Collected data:
---+---

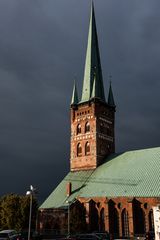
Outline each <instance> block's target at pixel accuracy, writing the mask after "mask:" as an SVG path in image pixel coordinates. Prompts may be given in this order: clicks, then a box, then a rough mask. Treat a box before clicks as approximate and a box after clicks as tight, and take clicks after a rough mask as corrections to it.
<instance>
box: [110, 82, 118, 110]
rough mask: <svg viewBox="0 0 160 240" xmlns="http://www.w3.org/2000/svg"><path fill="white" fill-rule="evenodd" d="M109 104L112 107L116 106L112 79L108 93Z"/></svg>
mask: <svg viewBox="0 0 160 240" xmlns="http://www.w3.org/2000/svg"><path fill="white" fill-rule="evenodd" d="M108 105H110V106H111V107H115V106H116V105H115V103H114V97H113V92H112V85H111V81H110V87H109V93H108Z"/></svg>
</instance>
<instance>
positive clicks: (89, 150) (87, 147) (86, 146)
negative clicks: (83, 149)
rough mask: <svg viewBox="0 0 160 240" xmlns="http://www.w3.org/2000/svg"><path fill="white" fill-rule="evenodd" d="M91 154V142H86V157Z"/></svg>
mask: <svg viewBox="0 0 160 240" xmlns="http://www.w3.org/2000/svg"><path fill="white" fill-rule="evenodd" d="M89 154H90V144H89V142H86V144H85V155H89Z"/></svg>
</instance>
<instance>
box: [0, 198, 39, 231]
mask: <svg viewBox="0 0 160 240" xmlns="http://www.w3.org/2000/svg"><path fill="white" fill-rule="evenodd" d="M29 207H30V197H29V196H20V195H17V194H7V195H5V196H3V197H1V198H0V229H15V230H17V231H21V230H22V229H26V228H28V219H29ZM37 209H38V204H37V200H36V199H35V198H33V205H32V225H31V226H32V227H33V228H34V227H35V222H36V214H37Z"/></svg>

---+---

### Task to complete:
For this exercise, gather every line of the data that contains the word "clicks".

### Solution to the exercise:
Outline each <instance> block's target at pixel accuracy, writing the mask after "mask:" as an SVG path in image pixel coordinates. Prompts may be given in this order: clicks, then a box, then a rough mask. Treat a box before clicks as approximate and a box after clicks as tight, and take clicks after a rough mask as corrections to it.
positive clicks: (89, 150) (87, 147) (86, 146)
negative clicks: (83, 149)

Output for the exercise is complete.